Поддержка Солженицына Евгением Евтушенко – широко известный факт. В частности, поэт рассказывал, что прямо во время заседания Политбюро, на котором решалась дальнейшая судьба писателя-диссидента, он смог дозвониться до председателя КГБ СССР Юрия Андропова и поставить своего рода ультиматум. “Если процесс над Солженицыным начнется, готов умереть за его освобождение на баррикадах”, – заявил тогда Евтушенко, на что Андропов злобно посоветовал ему “проспаться”.

Друзья из Киева и Кельна

Среди известных жителей УССР, которых подозревали в симпатиях к Солженицыну и хранении его работ, был писатель Виктор Некрасов.

В начале 1972 года он, по сообщению источника КГБ, сжег хранящийся дома экземпляр “Августа Четырнадцатого”, опасаясь обысков.

А вскоре, после проведенной беседы, сам отдал чекистам “тамиздатовский” выпуск романа “В круге первом”, якобы купленный в Москве.

В справке КГБ, посвященной личности Некрасова, отмечается, что он неоднократно встречался с Солженицыным и восхищался его гражданским мужеством.

* * *

**Условие задачи 1**
Перепечатайте весь листинг без единого изменения.

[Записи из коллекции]
* * *

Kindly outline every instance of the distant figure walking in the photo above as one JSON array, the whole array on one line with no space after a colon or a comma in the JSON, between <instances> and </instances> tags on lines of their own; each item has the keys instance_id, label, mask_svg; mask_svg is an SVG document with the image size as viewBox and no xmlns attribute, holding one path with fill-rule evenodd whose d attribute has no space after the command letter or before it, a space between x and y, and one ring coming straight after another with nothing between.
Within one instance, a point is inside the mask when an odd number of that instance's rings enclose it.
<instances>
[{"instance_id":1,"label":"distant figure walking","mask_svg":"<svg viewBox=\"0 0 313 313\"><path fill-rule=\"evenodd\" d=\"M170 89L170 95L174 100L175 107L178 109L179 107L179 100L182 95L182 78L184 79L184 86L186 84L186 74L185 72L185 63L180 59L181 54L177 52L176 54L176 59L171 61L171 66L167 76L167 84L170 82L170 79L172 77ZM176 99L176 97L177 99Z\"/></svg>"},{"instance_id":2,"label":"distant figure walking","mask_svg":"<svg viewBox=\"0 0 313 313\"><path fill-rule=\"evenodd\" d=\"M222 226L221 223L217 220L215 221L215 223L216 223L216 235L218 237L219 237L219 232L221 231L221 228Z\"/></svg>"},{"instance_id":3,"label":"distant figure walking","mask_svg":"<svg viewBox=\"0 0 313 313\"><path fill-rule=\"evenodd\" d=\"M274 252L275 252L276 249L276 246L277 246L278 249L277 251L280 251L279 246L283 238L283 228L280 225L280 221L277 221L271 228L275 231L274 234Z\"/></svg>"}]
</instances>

* * *

**Условие задачи 2**
Продолжите текст о сторонниках Солженицына, начав сразу после его последнего предложения.

**Результат выполнения 1**
Kindly outline every instance of the distant figure walking in the photo above as one JSON array, the whole array on one line with no space after a colon or a comma in the JSON, between <instances> and </instances> tags on lines of their own; each item has the keys instance_id, label, mask_svg; mask_svg is an SVG document with the image size as viewBox and no xmlns attribute, holding one path with fill-rule evenodd whose d attribute has no space after the command letter or before it, a space between x and y, and one ring coming straight after another with nothing between.
Within one instance, a point is inside the mask when an odd number of that instance's rings enclose it.
<instances>
[{"instance_id":1,"label":"distant figure walking","mask_svg":"<svg viewBox=\"0 0 313 313\"><path fill-rule=\"evenodd\" d=\"M170 89L170 95L174 100L175 107L178 109L179 107L179 100L182 95L182 78L184 79L184 86L186 84L186 74L185 72L185 63L180 59L181 54L177 52L176 54L176 59L171 61L171 66L167 76L167 84L170 82L170 79L172 77ZM176 99L176 97L177 99Z\"/></svg>"},{"instance_id":2,"label":"distant figure walking","mask_svg":"<svg viewBox=\"0 0 313 313\"><path fill-rule=\"evenodd\" d=\"M222 226L221 223L217 220L215 221L215 223L216 223L216 235L218 237L219 237L219 232L221 231L221 228Z\"/></svg>"},{"instance_id":3,"label":"distant figure walking","mask_svg":"<svg viewBox=\"0 0 313 313\"><path fill-rule=\"evenodd\" d=\"M274 252L275 252L276 249L276 246L277 246L278 249L277 251L280 251L279 246L283 238L283 228L280 225L280 221L277 221L271 228L275 231L274 234Z\"/></svg>"}]
</instances>

**Результат выполнения 2**
Двумя годами позже, как раз в разгар кампании по выдворению Солженицына, к Некрасову пришли с обыском (санкцию дал лично глава ЦК КПУ Владимир Щербицкий). Изъяли множество разной “антисоветчины”, в том числе книги все того же Солженицына и кассеты с передачами “Немецкой волны” об “Архипелаге ГУЛАГ”.

Особый интерес “комитетчиков” вызвали два варианта письма Некрасова немецкому писателю, президенту ПЕН-клуба Генриху Бёллю, посвященные их общему другу.

“Ну, а теперь Солженицына... Не ново! И приемы не новые. Плевать на то, что передовик (наш русский, конечно) и понятия не имеет, о чем идет речь, и ничего не читал и не хочет солженицынских “пасквилей” и “варева”, да и вообще в большинстве своем даже не знает, кто такой Солженицын. Враг – и все!” –сокрушается Некрасов по поводу травли писателя-диссидента. Упомянул автор и ту самую статью “Путь предательства”: “Бессмысленно оспаривать гнусные обвинения никому не известного П. Соловьева в “Правде” по адресу Солженицына. Они настолько лживы, злобны и беспомощны, что не требуют даже аргументации. Горько другое – “Правда” все-таки есть “Правда”, и читают ее миллионы, и многие верят”. Через некоторое время Бёлль будет встречать во Франкфурте самолет с выдворенным Солженицыным. Первые несколько дней на Западе советский писатель проведет в доме своего немецкого друга под Кельном.

В том же году Некрасов, которому не давали покоя “органы”, вылетит из Киева в Швейцарию и больше никогда не вернется в СССР. Как и Солженицына, его через некоторое время лишат советского гражданства.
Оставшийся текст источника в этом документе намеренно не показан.